INSTRUCTIONS FOR THE TASK ▸ In the entries below, echo word for word the lines between the one holding "Field-scouting task: mark every instance of the man's hand" and the one holding "point(162, 62)", inclusive.

(Saved dataset items)
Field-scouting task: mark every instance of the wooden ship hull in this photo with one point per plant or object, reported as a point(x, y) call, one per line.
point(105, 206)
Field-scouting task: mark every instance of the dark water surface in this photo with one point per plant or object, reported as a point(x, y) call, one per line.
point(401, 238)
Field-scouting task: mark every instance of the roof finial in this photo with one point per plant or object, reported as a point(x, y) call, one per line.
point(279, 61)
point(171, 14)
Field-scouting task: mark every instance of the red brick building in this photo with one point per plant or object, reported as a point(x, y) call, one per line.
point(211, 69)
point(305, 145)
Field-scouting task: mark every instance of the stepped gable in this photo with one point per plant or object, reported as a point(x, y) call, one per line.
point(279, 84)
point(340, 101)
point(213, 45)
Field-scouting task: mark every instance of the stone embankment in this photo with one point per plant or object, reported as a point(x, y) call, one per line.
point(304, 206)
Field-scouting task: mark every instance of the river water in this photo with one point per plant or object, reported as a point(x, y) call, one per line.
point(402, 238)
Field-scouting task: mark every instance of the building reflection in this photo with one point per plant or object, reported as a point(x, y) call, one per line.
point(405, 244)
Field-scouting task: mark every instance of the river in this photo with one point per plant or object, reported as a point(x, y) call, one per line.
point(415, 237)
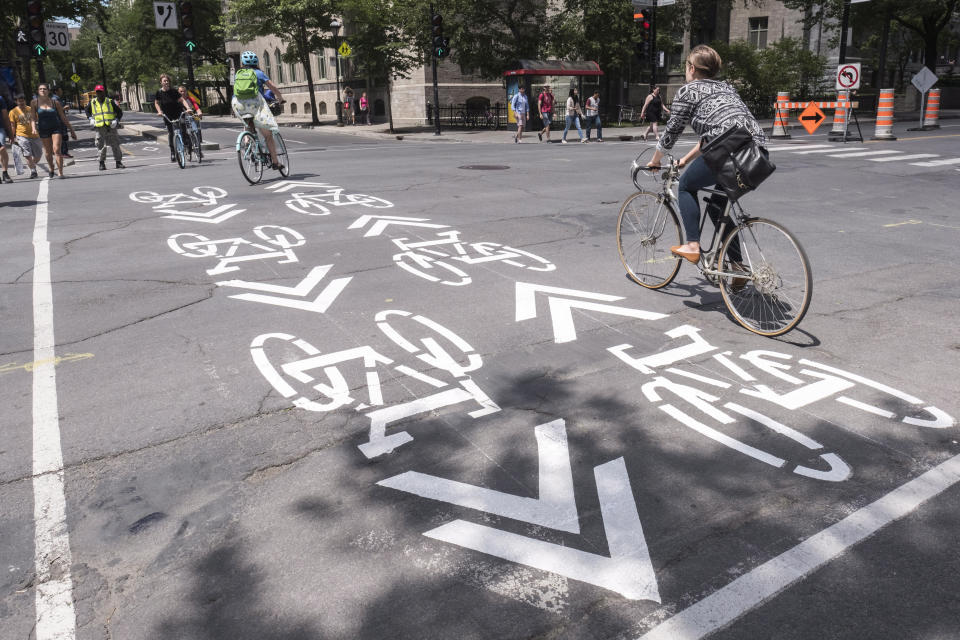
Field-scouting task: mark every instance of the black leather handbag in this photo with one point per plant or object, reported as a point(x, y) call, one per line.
point(739, 163)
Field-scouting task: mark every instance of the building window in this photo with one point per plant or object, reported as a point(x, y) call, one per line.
point(758, 33)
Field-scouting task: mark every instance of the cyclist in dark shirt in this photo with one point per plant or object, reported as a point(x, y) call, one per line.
point(171, 104)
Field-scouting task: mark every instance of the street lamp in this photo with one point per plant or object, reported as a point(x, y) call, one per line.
point(335, 28)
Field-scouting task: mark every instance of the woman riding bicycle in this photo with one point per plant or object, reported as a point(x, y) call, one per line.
point(710, 107)
point(248, 100)
point(171, 104)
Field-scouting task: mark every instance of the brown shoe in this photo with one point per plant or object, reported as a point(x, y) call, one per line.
point(693, 257)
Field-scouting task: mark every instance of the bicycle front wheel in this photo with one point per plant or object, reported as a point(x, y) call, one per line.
point(282, 156)
point(178, 148)
point(248, 154)
point(646, 229)
point(769, 286)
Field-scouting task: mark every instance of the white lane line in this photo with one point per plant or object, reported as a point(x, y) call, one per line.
point(862, 154)
point(761, 584)
point(937, 163)
point(799, 147)
point(915, 156)
point(56, 619)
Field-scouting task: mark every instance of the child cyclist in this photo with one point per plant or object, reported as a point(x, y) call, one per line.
point(248, 100)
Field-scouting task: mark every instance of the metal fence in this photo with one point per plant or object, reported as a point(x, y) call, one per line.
point(460, 115)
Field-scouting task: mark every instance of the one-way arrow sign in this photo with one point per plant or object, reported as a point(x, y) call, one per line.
point(627, 570)
point(562, 303)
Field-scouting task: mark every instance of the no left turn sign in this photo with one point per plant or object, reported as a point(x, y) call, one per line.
point(848, 76)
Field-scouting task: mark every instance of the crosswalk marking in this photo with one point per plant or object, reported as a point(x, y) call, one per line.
point(862, 154)
point(936, 163)
point(915, 156)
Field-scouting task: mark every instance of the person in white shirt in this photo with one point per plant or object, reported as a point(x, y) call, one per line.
point(593, 115)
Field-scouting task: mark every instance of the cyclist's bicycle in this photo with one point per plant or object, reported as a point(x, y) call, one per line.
point(252, 152)
point(185, 122)
point(762, 271)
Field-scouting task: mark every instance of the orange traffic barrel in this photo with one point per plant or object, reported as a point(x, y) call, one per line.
point(932, 115)
point(884, 129)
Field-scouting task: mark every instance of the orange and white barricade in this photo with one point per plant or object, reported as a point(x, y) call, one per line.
point(839, 130)
point(781, 115)
point(884, 128)
point(931, 117)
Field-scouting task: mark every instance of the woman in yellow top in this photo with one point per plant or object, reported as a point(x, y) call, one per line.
point(26, 139)
point(48, 116)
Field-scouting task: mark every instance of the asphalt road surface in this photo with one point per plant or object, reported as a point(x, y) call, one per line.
point(408, 392)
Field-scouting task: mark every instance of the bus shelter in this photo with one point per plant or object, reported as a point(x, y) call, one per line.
point(560, 75)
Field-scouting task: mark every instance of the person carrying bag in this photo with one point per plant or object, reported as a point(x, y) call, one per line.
point(732, 144)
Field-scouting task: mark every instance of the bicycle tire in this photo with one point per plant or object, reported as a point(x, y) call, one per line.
point(248, 154)
point(178, 149)
point(769, 290)
point(282, 156)
point(647, 226)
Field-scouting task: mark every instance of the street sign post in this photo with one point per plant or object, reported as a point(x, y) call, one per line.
point(848, 76)
point(165, 15)
point(58, 36)
point(812, 117)
point(923, 80)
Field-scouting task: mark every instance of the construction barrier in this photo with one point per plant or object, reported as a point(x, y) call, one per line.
point(884, 129)
point(839, 130)
point(932, 115)
point(781, 115)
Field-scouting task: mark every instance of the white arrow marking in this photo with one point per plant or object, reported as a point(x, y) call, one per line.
point(556, 507)
point(561, 308)
point(384, 221)
point(627, 571)
point(214, 216)
point(287, 185)
point(318, 305)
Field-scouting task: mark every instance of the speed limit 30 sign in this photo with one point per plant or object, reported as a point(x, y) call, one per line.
point(848, 76)
point(58, 36)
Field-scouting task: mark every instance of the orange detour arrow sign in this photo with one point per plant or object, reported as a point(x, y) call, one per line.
point(811, 117)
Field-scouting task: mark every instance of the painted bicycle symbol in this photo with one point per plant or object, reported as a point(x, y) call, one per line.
point(277, 242)
point(424, 260)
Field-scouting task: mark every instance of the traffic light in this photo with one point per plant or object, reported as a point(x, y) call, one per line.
point(441, 45)
point(186, 23)
point(38, 40)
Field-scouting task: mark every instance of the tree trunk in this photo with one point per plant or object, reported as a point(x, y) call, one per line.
point(305, 59)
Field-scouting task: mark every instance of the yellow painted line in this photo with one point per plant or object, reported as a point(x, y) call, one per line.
point(30, 366)
point(898, 224)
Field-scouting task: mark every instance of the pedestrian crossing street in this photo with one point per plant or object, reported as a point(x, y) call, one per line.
point(872, 155)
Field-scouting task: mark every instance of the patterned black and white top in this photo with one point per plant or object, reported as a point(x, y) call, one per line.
point(710, 107)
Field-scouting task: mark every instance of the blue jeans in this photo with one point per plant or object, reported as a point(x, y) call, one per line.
point(591, 120)
point(572, 120)
point(697, 176)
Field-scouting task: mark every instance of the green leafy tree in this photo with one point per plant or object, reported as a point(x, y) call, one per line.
point(303, 24)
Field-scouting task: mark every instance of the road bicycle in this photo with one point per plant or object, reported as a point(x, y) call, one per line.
point(762, 270)
point(253, 155)
point(184, 122)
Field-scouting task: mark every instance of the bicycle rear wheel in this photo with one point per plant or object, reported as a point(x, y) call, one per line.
point(178, 149)
point(646, 229)
point(282, 156)
point(770, 284)
point(248, 154)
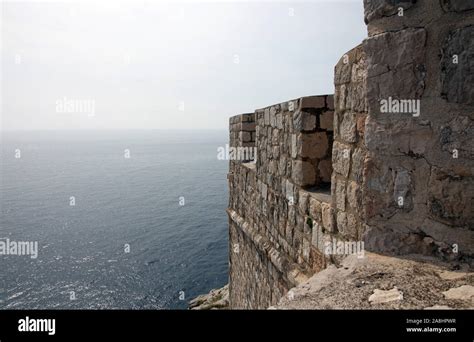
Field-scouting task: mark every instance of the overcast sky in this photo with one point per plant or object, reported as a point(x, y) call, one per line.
point(192, 65)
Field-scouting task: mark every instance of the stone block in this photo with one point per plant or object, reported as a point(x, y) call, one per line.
point(325, 170)
point(347, 129)
point(376, 9)
point(326, 120)
point(395, 66)
point(341, 158)
point(313, 145)
point(312, 102)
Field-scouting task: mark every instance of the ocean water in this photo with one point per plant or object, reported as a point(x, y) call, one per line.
point(175, 251)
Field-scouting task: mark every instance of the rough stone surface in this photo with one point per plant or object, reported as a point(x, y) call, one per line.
point(217, 299)
point(350, 285)
point(381, 296)
point(457, 78)
point(401, 182)
point(376, 9)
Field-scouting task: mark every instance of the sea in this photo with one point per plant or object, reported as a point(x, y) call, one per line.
point(121, 219)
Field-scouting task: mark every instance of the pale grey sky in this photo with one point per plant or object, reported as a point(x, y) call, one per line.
point(166, 65)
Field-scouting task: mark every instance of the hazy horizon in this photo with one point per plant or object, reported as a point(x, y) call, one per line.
point(161, 66)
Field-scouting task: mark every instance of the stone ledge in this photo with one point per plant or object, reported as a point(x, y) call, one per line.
point(418, 285)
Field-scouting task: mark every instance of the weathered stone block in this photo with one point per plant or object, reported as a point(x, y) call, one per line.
point(315, 209)
point(325, 170)
point(312, 102)
point(341, 219)
point(341, 158)
point(326, 120)
point(347, 129)
point(395, 66)
point(457, 72)
point(303, 201)
point(304, 121)
point(457, 5)
point(303, 173)
point(341, 195)
point(328, 217)
point(330, 102)
point(314, 145)
point(376, 9)
point(245, 136)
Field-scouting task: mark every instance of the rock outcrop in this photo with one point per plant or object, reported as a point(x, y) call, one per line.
point(382, 282)
point(217, 299)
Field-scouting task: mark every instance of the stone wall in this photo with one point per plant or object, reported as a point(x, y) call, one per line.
point(389, 164)
point(271, 231)
point(418, 176)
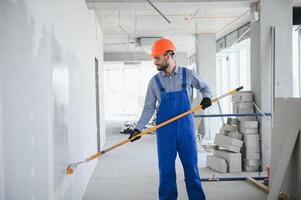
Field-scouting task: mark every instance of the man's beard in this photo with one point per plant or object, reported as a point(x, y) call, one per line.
point(163, 67)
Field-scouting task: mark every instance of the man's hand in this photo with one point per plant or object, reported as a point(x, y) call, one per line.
point(133, 134)
point(206, 102)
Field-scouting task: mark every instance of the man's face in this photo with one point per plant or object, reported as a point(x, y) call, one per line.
point(162, 62)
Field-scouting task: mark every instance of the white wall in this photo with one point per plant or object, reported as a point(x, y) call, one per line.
point(275, 13)
point(47, 51)
point(1, 152)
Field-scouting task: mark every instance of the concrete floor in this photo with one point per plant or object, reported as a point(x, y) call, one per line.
point(131, 173)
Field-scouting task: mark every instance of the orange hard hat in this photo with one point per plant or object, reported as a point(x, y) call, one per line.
point(161, 46)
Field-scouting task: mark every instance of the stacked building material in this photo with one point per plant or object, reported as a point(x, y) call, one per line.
point(248, 127)
point(230, 143)
point(242, 103)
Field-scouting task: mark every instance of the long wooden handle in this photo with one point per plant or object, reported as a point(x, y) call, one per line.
point(152, 129)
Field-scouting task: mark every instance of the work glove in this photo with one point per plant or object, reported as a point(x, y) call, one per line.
point(133, 134)
point(206, 102)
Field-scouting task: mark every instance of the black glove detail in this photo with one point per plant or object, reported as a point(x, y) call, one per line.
point(206, 102)
point(133, 134)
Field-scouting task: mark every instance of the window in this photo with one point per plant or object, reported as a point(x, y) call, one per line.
point(125, 88)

ANSWER TO THE TASK ▸
Field-scouting task: mark every instance of the man's hand in this photo with one point per plant or object, reported as a point(x, y) call, one per line.
point(133, 134)
point(206, 102)
Field-scouting task: mark every instance of the man's face in this photo with one point per plant or object, reported as a point(x, y) call, one per line.
point(162, 62)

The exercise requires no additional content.